**Input data:**
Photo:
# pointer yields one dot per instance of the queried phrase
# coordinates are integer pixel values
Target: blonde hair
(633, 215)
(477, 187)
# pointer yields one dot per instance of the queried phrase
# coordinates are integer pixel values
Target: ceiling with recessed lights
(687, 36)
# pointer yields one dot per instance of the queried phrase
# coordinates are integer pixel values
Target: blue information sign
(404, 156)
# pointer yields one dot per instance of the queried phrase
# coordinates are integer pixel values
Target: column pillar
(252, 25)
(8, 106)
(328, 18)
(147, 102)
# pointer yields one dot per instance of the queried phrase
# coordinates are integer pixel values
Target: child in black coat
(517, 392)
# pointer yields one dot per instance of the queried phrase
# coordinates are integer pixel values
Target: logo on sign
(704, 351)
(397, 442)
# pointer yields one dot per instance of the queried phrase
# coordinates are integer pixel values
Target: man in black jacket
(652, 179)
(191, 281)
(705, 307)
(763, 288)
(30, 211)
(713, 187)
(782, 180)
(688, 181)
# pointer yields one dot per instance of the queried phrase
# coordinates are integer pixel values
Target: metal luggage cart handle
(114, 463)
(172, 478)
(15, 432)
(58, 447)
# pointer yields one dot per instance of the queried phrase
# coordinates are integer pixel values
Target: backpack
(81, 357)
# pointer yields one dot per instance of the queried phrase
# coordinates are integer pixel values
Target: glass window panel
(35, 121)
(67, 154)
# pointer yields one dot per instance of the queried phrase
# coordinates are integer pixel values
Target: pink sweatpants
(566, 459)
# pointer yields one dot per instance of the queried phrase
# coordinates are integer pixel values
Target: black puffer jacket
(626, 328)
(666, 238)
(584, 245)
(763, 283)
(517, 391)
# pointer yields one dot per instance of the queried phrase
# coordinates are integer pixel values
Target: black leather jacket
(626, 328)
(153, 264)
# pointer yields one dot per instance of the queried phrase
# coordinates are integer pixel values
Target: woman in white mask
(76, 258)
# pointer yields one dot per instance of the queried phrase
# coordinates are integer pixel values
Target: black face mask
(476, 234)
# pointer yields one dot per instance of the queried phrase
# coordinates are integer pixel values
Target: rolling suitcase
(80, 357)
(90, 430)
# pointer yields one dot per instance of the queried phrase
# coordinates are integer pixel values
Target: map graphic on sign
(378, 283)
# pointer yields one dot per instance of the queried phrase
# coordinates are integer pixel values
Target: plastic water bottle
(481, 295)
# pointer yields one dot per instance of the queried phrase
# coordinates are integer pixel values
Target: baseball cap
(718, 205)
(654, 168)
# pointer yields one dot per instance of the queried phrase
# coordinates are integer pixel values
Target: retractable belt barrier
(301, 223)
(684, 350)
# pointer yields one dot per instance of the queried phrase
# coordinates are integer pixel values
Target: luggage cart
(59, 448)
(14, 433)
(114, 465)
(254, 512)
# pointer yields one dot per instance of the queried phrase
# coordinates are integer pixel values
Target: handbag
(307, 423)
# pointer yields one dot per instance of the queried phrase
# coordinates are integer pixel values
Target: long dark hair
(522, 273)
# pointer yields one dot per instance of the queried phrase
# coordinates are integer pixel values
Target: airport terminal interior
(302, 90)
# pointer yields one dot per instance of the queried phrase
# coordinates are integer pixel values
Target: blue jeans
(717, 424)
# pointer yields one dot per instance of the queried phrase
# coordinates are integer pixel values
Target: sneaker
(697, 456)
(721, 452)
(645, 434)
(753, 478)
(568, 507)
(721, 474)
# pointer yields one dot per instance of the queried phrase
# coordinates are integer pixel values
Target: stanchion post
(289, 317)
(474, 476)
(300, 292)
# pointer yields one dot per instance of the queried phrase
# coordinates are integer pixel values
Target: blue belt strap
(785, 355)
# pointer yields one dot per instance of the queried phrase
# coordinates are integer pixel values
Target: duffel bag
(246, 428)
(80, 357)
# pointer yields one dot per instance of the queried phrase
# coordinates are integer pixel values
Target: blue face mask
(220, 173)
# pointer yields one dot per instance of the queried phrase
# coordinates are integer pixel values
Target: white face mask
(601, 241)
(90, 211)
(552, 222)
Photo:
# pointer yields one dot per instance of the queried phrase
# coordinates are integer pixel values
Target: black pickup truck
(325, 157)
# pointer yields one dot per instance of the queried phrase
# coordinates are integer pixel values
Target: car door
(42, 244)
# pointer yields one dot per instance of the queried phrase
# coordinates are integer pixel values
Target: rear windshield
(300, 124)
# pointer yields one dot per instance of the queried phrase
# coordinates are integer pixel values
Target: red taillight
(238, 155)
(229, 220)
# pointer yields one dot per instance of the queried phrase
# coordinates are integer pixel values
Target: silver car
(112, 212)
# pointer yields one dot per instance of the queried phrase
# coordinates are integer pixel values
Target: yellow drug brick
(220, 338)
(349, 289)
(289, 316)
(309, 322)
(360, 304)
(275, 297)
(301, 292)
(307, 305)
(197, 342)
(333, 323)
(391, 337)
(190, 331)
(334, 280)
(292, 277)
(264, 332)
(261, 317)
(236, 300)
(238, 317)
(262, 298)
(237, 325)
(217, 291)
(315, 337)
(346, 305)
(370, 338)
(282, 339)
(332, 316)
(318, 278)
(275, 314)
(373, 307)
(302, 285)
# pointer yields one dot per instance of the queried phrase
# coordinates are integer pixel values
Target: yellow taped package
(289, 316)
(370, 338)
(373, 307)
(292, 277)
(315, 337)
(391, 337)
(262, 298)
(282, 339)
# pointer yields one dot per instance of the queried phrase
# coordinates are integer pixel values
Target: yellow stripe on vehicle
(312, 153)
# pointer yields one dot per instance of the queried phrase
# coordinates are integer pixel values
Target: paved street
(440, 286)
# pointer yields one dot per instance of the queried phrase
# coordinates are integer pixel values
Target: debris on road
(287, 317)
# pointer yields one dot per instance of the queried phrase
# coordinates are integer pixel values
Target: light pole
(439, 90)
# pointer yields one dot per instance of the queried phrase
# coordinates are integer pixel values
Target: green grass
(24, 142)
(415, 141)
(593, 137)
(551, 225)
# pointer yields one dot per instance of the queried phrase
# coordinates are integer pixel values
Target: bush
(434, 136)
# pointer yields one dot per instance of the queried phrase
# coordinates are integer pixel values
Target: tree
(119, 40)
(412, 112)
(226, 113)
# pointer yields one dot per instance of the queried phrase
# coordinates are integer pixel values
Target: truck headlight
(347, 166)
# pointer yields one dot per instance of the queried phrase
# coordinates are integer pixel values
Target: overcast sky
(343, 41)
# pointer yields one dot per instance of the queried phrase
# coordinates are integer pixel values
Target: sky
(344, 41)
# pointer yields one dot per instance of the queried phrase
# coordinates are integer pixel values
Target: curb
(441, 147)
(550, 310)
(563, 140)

**To do:**
Please copy the whole of the material exactly as written.

**Response area:**
Photo:
# pointer yields one dot per instance of the queried phrase
# coordinates are integer pixel values
Target: blonde hair
(633, 215)
(477, 187)
# pointer yields one dot per instance of the queried phrase
# coordinates are integer pixel values
Target: ceiling with recessed lights
(687, 36)
# pointer yields one dot per instance of the queried phrase
# coordinates are integer pixel values
Target: blue information sign
(404, 156)
# pointer yields one dot per instance of the queried phrase
# coordinates are integer pixel values
Target: column pillar
(252, 25)
(8, 106)
(328, 18)
(147, 102)
# pointer yields one dot per instance of the queried phrase
# coordinates are integer pixel values
Target: child in black coat
(517, 392)
# pointer yields one dot per instance of the queried phrase
# coordinates are integer pixel values
Target: logo on sign
(704, 351)
(397, 442)
# pointer yields one dot per instance of the queried phrase
# coordinates are integer pixel values
Target: man in black jacket
(652, 179)
(191, 281)
(705, 307)
(763, 288)
(30, 211)
(713, 187)
(782, 180)
(688, 181)
# pointer yields one dot per instance of the queried phrase
# coordinates are integer pixel values
Target: metal luggage cart handle
(114, 463)
(172, 478)
(15, 432)
(58, 447)
# pointer yields one dot per instance of the queried phrase
# coordinates are integer pixel values
Target: backpack
(81, 357)
# pointer yields one dot per instance of the queried phrase
# coordinates are integer pixel values
Target: glass window panel
(35, 121)
(67, 154)
# pointer yields one dot per instance of the queried phrase
# coordinates are integer pixel values
Target: pink sweatpants
(566, 459)
# pointer yields one dot per instance of the queried phrase
# coordinates are integer pixel values
Target: black puffer jacket
(626, 328)
(666, 238)
(584, 245)
(763, 283)
(517, 391)
# pointer yields one dot per instance of the queried phrase
# coordinates are integer pixel values
Target: black leather jacket
(626, 328)
(153, 264)
# pointer yields one dot per instance of the queried phrase
# coordinates are integer pixel values
Target: woman in white mask
(76, 258)
# pointer yields one dot per instance of the queried phrase
# coordinates are integer pixel values
Target: black face mask
(476, 234)
# pointer yields one dot per instance of the queried phrase
# coordinates are integer pixel values
Target: rolling suitcase
(80, 357)
(90, 430)
# pointer yields one dot per instance of the queried phrase
# coordinates are integer pixel values
Target: map graphic on sign
(378, 283)
# pointer yields one dot per instance of the queried phrase
# coordinates are integer pixel values
Target: plastic water bottle
(481, 295)
# pointer yields one dot per instance of the queried phrase
# coordinates are integer pixel values
Target: baseball cap
(718, 205)
(654, 168)
# pointer yields one dot per instance of the queried phrase
# coordinates are integer pixel values
Target: retractable belt barrier
(301, 223)
(684, 350)
# pointer yields one dot per instance of the queried phrase
# coordinates are integer pixel values
Target: luggage cart
(59, 448)
(14, 433)
(114, 465)
(254, 512)
# pointer yields one dot per instance of the queried phrase
# coordinates are integer pixel values
Target: handbag
(307, 423)
# pointer yields one dot per instance of the queried phrase
# coordinates are integer pixel values
Target: long dark hair
(522, 273)
# pointer yields one dot per instance of the queried phrase
# coordinates are integer pixel values
Target: airport terminal interior
(302, 90)
# pointer yields one dot per instance of the queried phrase
# coordinates are integer pixel values
Target: blue jeans
(717, 424)
# pointer yields one dot per instance of the queried phrase
# coordinates are integer pixel values
Target: sneaker
(697, 456)
(721, 452)
(645, 434)
(753, 478)
(568, 507)
(721, 474)
# pointer yields one dot per instance of the queried phrase
# coordinates are integer pixel values
Target: stanchion post
(289, 317)
(474, 476)
(300, 292)
# pointer yields one dot per instance of the queried phrase
# coordinates are integer pixel values
Target: blue belt strap
(785, 355)
# pointer yields one dot per instance of the queried phrase
# coordinates are integer pixel values
Target: duffel bag
(246, 428)
(80, 357)
# pointer yields one dot per instance of the queried phrase
# coordinates are integer pixel values
Target: blue face mask
(220, 173)
# pointer yields one dot per instance of the queried phrase
# coordinates are integer pixel values
Target: white face mask
(601, 241)
(90, 211)
(552, 222)
Photo:
# pointer yields one dot per instance of the queried phrase
# coordinates are integer pixel values
Target: black pickup truck
(325, 157)
# pointer yields one dot per instance of the queried phrase
# coordinates are integer pixel values
Target: car door
(42, 244)
# pointer yields one dot per instance of the queried phrase
# coordinates are integer pixel values
Target: rear windshield
(300, 124)
# pointer yields one dot per instance of the queried phrase
# coordinates are integer pixel values
Target: red taillight
(238, 155)
(229, 220)
# pointer yields one dot per instance of the queried phrase
# coordinates are integer pixel values
Target: silver car
(112, 212)
# pointer yields one dot per instance of the queried phrase
# coordinates are integer pixel values
Target: yellow drug brick
(220, 338)
(349, 289)
(289, 316)
(309, 322)
(360, 304)
(275, 297)
(301, 292)
(307, 305)
(197, 342)
(333, 323)
(391, 337)
(190, 331)
(334, 280)
(292, 277)
(264, 332)
(261, 317)
(236, 300)
(238, 317)
(262, 298)
(237, 325)
(217, 291)
(315, 337)
(346, 305)
(370, 338)
(282, 339)
(332, 316)
(318, 278)
(275, 314)
(373, 307)
(302, 285)
# pointer yields one dot per instance of the queried phrase
# coordinates are integer pixel values
Target: yellow taped package
(289, 316)
(370, 338)
(373, 307)
(292, 277)
(315, 337)
(391, 337)
(262, 298)
(282, 339)
# pointer yields one dot per instance of the queried phrase
# coordinates are integer pixel values
Target: yellow stripe on vehicle
(312, 153)
# pointer yields one dot per instance of the queried phrase
# coordinates are integer pixel values
Target: paved street
(440, 286)
# pointer yields one dot per instance of the queried phrase
# coordinates are integer pixel values
Target: debris on road
(287, 317)
# pointer yields one dot per instance of the queried phrase
# coordinates are integer pixel values
Target: light pole
(439, 90)
# pointer yields one dot per instance of the queried phrase
# coordinates are integer pixel values
Target: green grass
(24, 142)
(415, 141)
(593, 137)
(551, 225)
# pointer yields one dot per instance of the queried phrase
# coordinates are integer pixel values
Target: bush
(434, 136)
# pointer yields one dot per instance of the queried phrase
# coordinates are integer pixel values
Target: tree
(119, 40)
(412, 112)
(226, 113)
# pointer yields one dot per instance of the queried phrase
# coordinates are integer pixel values
Target: truck headlight
(347, 166)
# pointer yields one dot per instance of the queried phrase
# coordinates are integer pixel values
Target: overcast sky
(343, 41)
# pointer yields one dot per instance of the queried phrase
# coordinates are integer pixel values
Target: sky
(344, 41)
# pointer yields one dot per instance of the queried phrase
# coordinates are integer pixel values
Target: curb
(441, 147)
(550, 310)
(563, 140)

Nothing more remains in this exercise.